Extract:
/---

On 3/30/08, Steve Witham <sw@tiac.net> wrote:
oo ------ | | 1 | | 1 - ----- | | f(i) i = 1
f(i) = i + 1 (1/2) (2/3) (3/4) (4/5)... = 0
f(i) = (i+1)^2 (1/4) (8/9) (15/16) (24/25) ... = 0
Is the result always zero when f(i) is a positive polynomial of i?
The last equation should apparently read (3/4) (8/9) (15/16) (24/25) ... = 1/2 So no, the product is not always zero --- in fact, taking logarithms and approximating the log by its Taylor expansion log(1-x) = -x + ... , the product is actually nonzero for degree > 1 --- unless one of the factors vanishes "accidentally" because f(i) - 1 happens to have a positive integer root.
f(i) = i'th prime (1/2) (2/3) (4/5) (6/7) (10/11) (12/13) ... = 0
(The fraction of counting numbers that aren't divisible by any prime.) Does that equation have a name?

\---

What you should do:
In the thread on infinite products, what value does the reply give for the product when f(i) = (i+1)^2?

Items:

/---

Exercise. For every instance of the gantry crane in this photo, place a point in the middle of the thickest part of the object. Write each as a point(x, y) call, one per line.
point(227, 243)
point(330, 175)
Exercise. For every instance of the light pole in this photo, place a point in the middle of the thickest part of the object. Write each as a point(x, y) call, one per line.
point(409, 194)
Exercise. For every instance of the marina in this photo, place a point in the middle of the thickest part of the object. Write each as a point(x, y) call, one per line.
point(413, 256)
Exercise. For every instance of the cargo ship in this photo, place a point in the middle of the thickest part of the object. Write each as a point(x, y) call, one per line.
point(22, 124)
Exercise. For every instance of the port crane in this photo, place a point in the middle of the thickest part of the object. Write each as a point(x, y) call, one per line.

\---
/---

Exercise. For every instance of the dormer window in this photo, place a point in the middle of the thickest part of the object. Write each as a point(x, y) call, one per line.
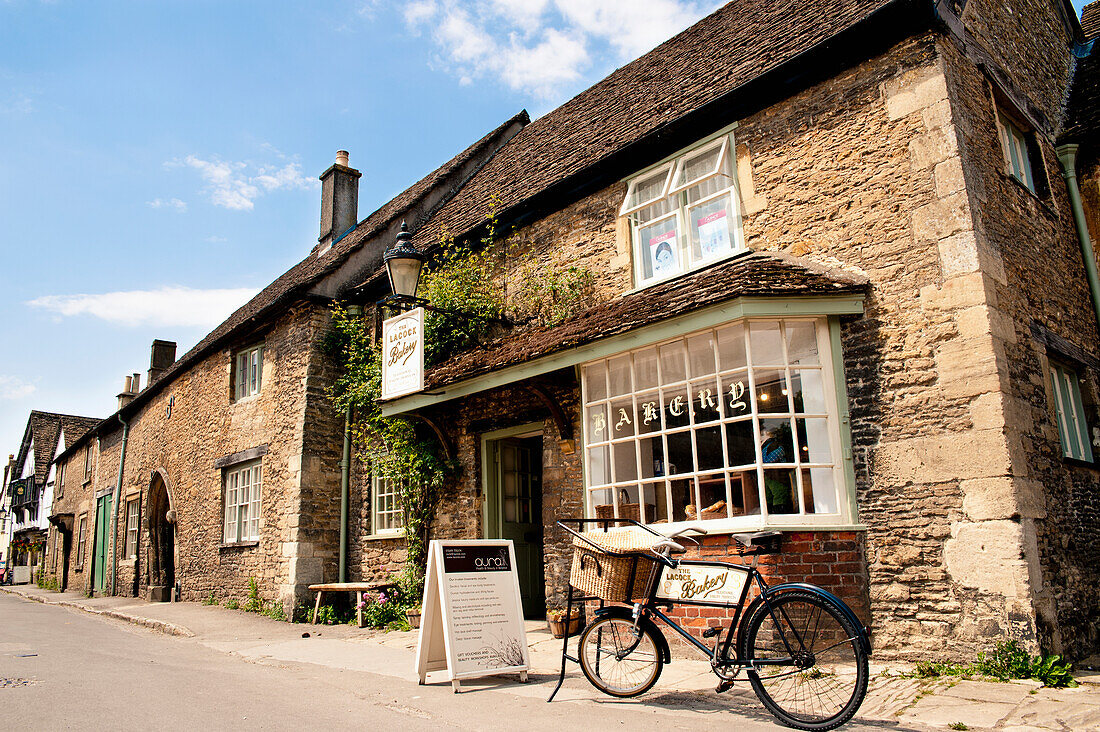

\---

Solution to this task:
1/2